§ Your objective
Below are lines of records; copy exactly those from the one containing "Each instance of the white crosswalk" through the one containing "Each instance of the window", leaving the pictures behind.

Entries shown Block Start

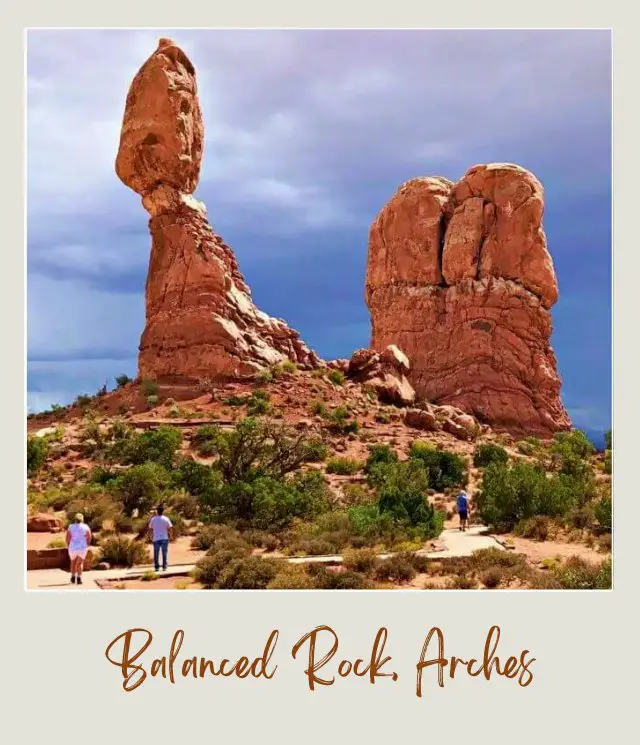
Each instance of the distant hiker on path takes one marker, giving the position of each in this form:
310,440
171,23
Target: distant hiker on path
160,528
462,503
78,542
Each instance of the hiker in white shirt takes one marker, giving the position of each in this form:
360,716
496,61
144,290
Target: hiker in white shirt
78,542
160,528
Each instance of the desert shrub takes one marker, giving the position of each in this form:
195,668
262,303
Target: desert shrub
355,494
292,577
398,568
183,503
95,506
489,453
37,452
119,550
380,454
200,480
580,517
343,466
444,469
261,539
213,536
316,450
250,573
158,446
326,580
463,582
513,493
492,577
603,513
577,574
605,543
149,388
122,380
255,449
318,408
140,487
360,560
401,494
209,567
537,527
287,366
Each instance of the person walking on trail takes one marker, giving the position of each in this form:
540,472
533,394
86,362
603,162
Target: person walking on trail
462,504
78,541
160,528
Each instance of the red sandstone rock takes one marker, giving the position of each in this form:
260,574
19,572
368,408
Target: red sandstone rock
44,523
200,320
385,373
472,316
421,419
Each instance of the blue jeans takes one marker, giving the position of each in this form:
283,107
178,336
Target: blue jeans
162,545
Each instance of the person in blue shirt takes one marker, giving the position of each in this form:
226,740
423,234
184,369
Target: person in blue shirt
462,503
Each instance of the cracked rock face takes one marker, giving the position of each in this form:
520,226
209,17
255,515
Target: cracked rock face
460,278
201,322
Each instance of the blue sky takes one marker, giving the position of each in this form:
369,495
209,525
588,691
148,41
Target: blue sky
308,134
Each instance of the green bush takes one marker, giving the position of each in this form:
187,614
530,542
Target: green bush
119,550
292,577
360,560
343,466
577,574
37,452
444,469
538,528
398,568
209,567
336,377
212,536
140,487
603,511
326,580
254,449
514,493
489,453
157,446
250,573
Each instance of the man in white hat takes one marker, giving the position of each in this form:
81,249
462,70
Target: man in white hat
78,542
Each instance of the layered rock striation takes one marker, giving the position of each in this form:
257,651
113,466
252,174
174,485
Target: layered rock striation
201,322
460,278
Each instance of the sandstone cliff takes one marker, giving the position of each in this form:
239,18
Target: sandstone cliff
460,278
200,319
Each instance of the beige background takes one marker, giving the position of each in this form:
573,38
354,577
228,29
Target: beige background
53,665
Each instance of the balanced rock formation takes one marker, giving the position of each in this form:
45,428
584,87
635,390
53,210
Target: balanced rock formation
460,278
384,372
200,320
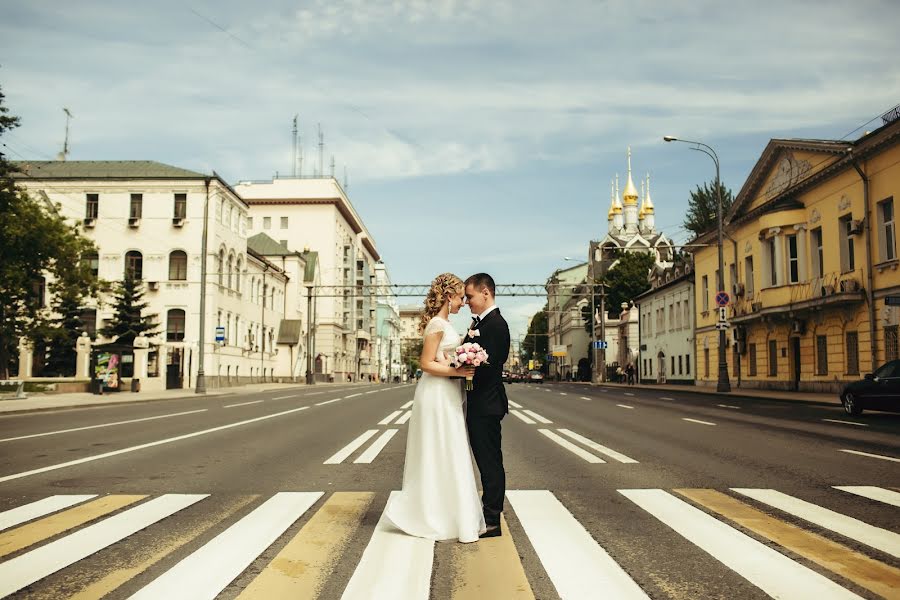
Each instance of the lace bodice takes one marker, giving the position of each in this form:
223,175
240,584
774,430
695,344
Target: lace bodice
449,342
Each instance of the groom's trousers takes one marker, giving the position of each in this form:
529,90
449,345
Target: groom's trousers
484,437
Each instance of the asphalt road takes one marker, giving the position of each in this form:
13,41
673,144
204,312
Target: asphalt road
612,493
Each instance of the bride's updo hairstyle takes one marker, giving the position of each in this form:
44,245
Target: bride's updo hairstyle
443,284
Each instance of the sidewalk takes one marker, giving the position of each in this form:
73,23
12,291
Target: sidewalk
830,399
36,401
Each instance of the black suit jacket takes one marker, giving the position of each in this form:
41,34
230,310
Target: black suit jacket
489,396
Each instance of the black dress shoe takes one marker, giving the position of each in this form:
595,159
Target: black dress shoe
492,531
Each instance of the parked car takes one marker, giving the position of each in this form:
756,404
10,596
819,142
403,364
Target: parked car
876,391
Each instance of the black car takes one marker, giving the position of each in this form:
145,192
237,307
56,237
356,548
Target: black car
877,391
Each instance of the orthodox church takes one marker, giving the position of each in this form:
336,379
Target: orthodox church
632,226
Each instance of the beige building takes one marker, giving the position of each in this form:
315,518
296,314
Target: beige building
317,214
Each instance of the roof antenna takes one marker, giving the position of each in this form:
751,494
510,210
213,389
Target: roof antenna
65,153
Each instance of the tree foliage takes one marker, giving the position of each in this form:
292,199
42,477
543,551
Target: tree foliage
701,214
624,282
129,320
36,243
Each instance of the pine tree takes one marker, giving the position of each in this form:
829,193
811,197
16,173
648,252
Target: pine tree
129,320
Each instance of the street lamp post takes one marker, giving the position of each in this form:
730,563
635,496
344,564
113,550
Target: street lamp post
723,384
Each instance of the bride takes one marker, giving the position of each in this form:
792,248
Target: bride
439,499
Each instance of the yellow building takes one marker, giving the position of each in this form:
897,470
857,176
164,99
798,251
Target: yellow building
810,255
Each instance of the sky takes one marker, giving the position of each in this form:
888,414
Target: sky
476,135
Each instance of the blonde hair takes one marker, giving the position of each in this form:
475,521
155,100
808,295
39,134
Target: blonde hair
443,284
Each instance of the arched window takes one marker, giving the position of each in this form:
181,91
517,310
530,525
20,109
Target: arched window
134,265
178,265
175,325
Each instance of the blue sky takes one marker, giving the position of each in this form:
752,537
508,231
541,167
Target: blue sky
477,135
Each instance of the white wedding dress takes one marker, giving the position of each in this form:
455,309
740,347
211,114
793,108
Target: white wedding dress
439,500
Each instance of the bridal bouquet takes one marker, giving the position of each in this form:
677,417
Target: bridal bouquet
469,354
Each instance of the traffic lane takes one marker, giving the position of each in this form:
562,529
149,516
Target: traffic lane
676,454
36,452
282,453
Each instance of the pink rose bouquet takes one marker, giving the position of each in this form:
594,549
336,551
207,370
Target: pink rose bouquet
469,354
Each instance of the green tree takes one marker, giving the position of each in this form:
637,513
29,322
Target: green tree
624,282
701,214
129,320
534,346
37,243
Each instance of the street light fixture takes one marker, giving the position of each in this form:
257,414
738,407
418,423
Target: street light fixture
723,384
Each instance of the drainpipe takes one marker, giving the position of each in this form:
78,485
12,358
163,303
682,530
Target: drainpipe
870,278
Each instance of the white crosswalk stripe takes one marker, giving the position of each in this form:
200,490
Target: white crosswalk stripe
577,564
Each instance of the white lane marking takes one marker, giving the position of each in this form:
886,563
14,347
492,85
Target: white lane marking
25,437
25,569
244,403
21,514
388,548
576,450
390,417
774,573
891,458
350,448
209,570
598,447
876,537
522,417
147,445
845,422
377,446
536,416
873,493
583,569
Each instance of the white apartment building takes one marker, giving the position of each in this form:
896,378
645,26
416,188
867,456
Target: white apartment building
148,218
316,213
667,326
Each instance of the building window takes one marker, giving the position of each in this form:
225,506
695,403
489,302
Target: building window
92,260
852,353
175,325
773,358
134,265
751,353
180,211
706,362
705,291
748,275
821,355
888,242
818,252
178,265
891,342
793,259
848,258
92,208
137,202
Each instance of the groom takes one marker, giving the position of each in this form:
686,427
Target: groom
487,403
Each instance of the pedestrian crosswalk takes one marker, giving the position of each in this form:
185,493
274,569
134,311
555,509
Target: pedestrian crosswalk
298,543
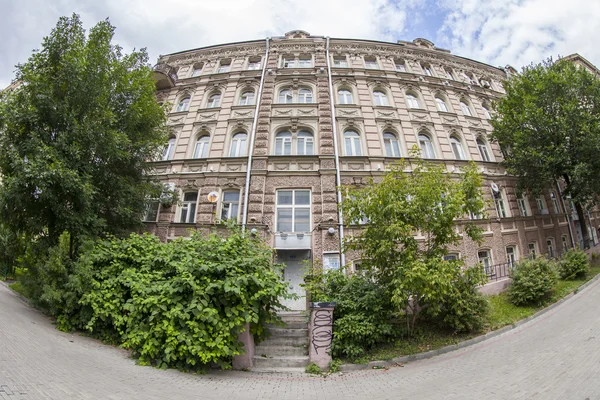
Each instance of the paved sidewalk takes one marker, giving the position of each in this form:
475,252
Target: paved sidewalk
556,356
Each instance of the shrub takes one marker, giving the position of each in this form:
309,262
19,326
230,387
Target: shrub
574,264
464,308
363,314
532,281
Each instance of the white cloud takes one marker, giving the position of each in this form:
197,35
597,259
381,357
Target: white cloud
176,25
519,32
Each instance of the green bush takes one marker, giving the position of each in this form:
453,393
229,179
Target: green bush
363,314
574,264
532,281
464,308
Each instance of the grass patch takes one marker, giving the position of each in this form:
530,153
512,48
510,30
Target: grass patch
502,313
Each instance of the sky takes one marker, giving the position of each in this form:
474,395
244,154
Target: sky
515,32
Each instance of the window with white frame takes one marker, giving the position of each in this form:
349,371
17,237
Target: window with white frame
188,208
426,146
550,247
331,261
224,66
380,98
286,96
340,62
238,145
465,108
483,152
293,210
304,144
541,203
254,63
183,105
230,205
371,63
499,200
201,147
197,69
169,150
352,143
400,66
532,248
151,212
214,100
511,254
345,96
441,104
304,95
457,149
427,69
247,98
412,101
283,144
555,202
392,146
523,204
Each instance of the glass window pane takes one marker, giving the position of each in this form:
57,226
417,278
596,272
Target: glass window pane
302,197
284,197
302,220
284,220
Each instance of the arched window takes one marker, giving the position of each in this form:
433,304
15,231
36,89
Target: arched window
485,156
465,107
486,111
426,146
345,96
412,101
352,143
441,104
457,149
380,98
214,100
238,145
285,96
201,149
283,144
392,147
247,98
169,149
305,96
184,104
304,144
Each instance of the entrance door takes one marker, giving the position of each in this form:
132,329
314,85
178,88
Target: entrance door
293,273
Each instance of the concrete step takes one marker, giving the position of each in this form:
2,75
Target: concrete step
280,362
293,341
280,351
283,332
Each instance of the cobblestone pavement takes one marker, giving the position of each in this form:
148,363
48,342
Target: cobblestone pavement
556,356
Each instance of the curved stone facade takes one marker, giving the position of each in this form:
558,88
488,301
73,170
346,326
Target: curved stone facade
386,98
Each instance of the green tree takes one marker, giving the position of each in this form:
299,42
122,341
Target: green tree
428,200
76,137
548,126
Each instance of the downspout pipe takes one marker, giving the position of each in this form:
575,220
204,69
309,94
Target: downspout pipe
562,200
338,179
252,136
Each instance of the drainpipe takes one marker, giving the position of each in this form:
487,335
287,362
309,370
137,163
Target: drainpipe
338,179
252,136
562,200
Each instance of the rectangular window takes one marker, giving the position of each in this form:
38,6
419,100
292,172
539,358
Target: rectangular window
188,208
293,210
230,205
151,214
340,62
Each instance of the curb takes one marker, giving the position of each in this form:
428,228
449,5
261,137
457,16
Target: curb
466,343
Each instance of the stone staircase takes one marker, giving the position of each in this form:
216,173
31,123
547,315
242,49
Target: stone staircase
286,350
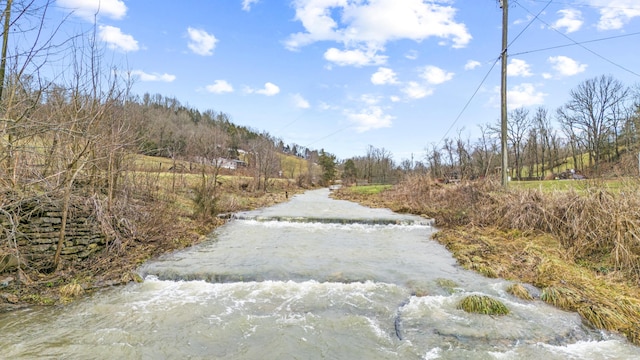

Entries shown Block End

§ Result below
Each instance of the white crosswalk stripe takes one marker, giving the position of each in this form:
200,490
Target: white crosswalk stripe
577,564
Each instance of the white lane marking takes one marker, giving the position of each in this form:
886,563
14,347
492,85
Target: white lane marking
25,437
25,569
244,403
21,514
388,548
576,450
390,417
774,573
891,458
350,448
209,570
598,447
876,537
522,417
147,445
845,422
377,446
536,416
873,493
583,569
Each instance of the white apartment building takes one marker, giving the position of each in this form:
896,378
645,26
416,188
867,456
Target: white apartment building
148,218
316,213
667,326
Each instance of the building window takes one marker, giving the position of each in this form:
225,506
695,403
489,302
Target: building window
92,260
852,353
175,325
773,358
134,265
751,353
180,211
706,362
705,291
748,275
821,355
888,242
818,252
178,265
891,342
793,259
848,258
92,208
137,202
Each instance of the groom takes one marker, giving the position of each in this form:
686,427
Target: groom
487,403
Each instance of the pedestrian crosswalk takes one marker, giving the position of each in this form:
185,493
274,569
134,311
555,509
Target: pedestrian crosswalk
298,543
Each instance of the paved sidewalk takes one marker, giving the position of each in this form:
475,252
Target: paved sidewalk
556,356
Each instance of the shrub takes one marker, giving the position of each in this form:
309,262
19,326
230,387
Target: shrub
574,264
464,308
363,314
532,281
Each instance of the white cloud takes one marker, giving the position of each in this form:
197,35
597,259
381,357
Target: white cloud
176,25
519,32
Each instance of the green bush takes one marker, giving the position of each in this form:
453,393
229,179
Target: green bush
363,314
574,264
532,281
464,308
Each instance of the grass patch takes one marker, giving the position of each in this form:
530,153
512,48
510,30
Target: grass patch
502,313
Each instance of the sky takes one marker, giving the position of each in this form:
474,395
244,154
Target: sky
515,32
Each instance of the window with white frame takes one marker, giving the position of each in this form:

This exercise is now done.